(Selected text)
□ □ □ □

June 25, 2013
Edited by David Sanders
Specimen Days
1542 – St. John of the Cross, Spanish Carmelite mystic, saint, priest and poet (d. 1591), is born.
1590 – Samuel Ampzing, poet (Taelbericht der Neth Spellinge), is born.
1673 – John of Paffenrode, ruler of Ghussigny/poet, dies in battle.
1707 – Kaspar von Stieler, German linguist/poet, dies at 74.
1907 – Arseny Tarkovsky, Russian poet (d. 1989), is born.
1916 – John Ciardi, poet/critic (translated Dante), is born.
He laughs (a nerve’s slow tangling like a vine)
Speaks to himself, shouts, listens, hears a surf
Of echo rolling back to strand him there
In tide pools of dead time by caves of fear,
And enters to himself, denned in his loss,
Tick-tick, a bloodbeat building on his wrist,
Ratcheting down the dead teeth of a skull
(The fossil of himself) sucked out of sight
Past heads and tails, past vertebrae and gill
To bedrocks out of time, with time to kill.
—from “The Pilot in the Jungle” by John Ciardi (1916–1986)
“The Pilot in the Jungle” by John Ciardi
World Poetry
M. K. Struk Sues Leftist Women over Poem against her Son
M.K. Orit Struk (Bayit Yehudi) has filed a libel suit against Machsom Watch, a radical leftist group that sends female volunteers to “watch over” IDF soldiers at checkpoints in Judea and Samaria. M.K. Struk's suit relates to a poem that was published on the group's Facebook page in March, shortly after Struk's election to the Knesset. It refers to her son, Tzviki, who served an 18-month jail sentence after being convicted of assaulting an Arab. Read more at the Israel National News.
82-year-old Maithili Poet Finds No Publisher for His Book
At 82, Sahitya Akademi award-winner Vivekanand Thakur is upset that he had to make arrangements himself to publish his fourth collection of poems after he couldn't find a publisher. Thakur, winner of 2005 Sahitya Akademi Award for his collection of poems Chanan Ghan Gachchiya, said he could not find a publisher for his work written in Maithili language, his mother tongue and had to bear the cost of publishing his next book of poems Je Muhu Apan, to be released shortly. Read more at Indian Express.
Israeli Army Refuses to Let Soldier Read Poems on Radio
A brigade in the Israeli Defence Forces has banned a soldier from reading out his own verses on the radio over fears that it might cast aspersions on the army's "manliness", a media report said. The Independent daily said that throughout history, soldiers on the battlefield "have been inspired to write some of the world's most memorable poetry". The unnamed soldier from the Nahal Infantry Brigade was to appear on the Army Radio's weekly Hebrew literary programme called "Books, Gentlemen, Books". Read more at Zee News.

□ □ □ □

(Tasks for this exercise)
1 > Copy the poetry digest starting with "June 25, 2013" and going on through "Dante), is born.", swapping "is born" for "was born" each time it appears.
2 > Answer these questions from the poetry digest:
(a) In which year did Vivekanand Thakur win the Sahitya Akademi Award?
(b) What is the name of the weekly Hebrew literary program on Army Radio?
(c) How long was the jail sentence served by M.K. Struk's son?

(Recorded data)
□ □ □ □

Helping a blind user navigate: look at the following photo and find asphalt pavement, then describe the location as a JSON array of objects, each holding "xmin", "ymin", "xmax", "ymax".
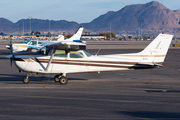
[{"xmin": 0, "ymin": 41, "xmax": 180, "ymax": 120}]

□ □ □ □

(Task-by-task answers)
1 >
June 25, 2013
Edited by David Sanders
Specimen Days
1542 – St. John of the Cross, Spanish Carmelite mystic, saint, priest and poet (d. 1591), was born.
1590 – Samuel Ampzing, poet (Taelbericht der Neth Spellinge), was born.
1673 – John of Paffenrode, ruler of Ghussigny/poet, dies in battle.
1707 – Kaspar von Stieler, German linguist/poet, dies at 74.
1907 – Arseny Tarkovsky, Russian poet (d. 1989), was born.
1916 – John Ciardi, poet/critic (translated Dante), was born.

2 >
(a) 2005
(b) "Books, Gentlemen, Books"
(c) 18 months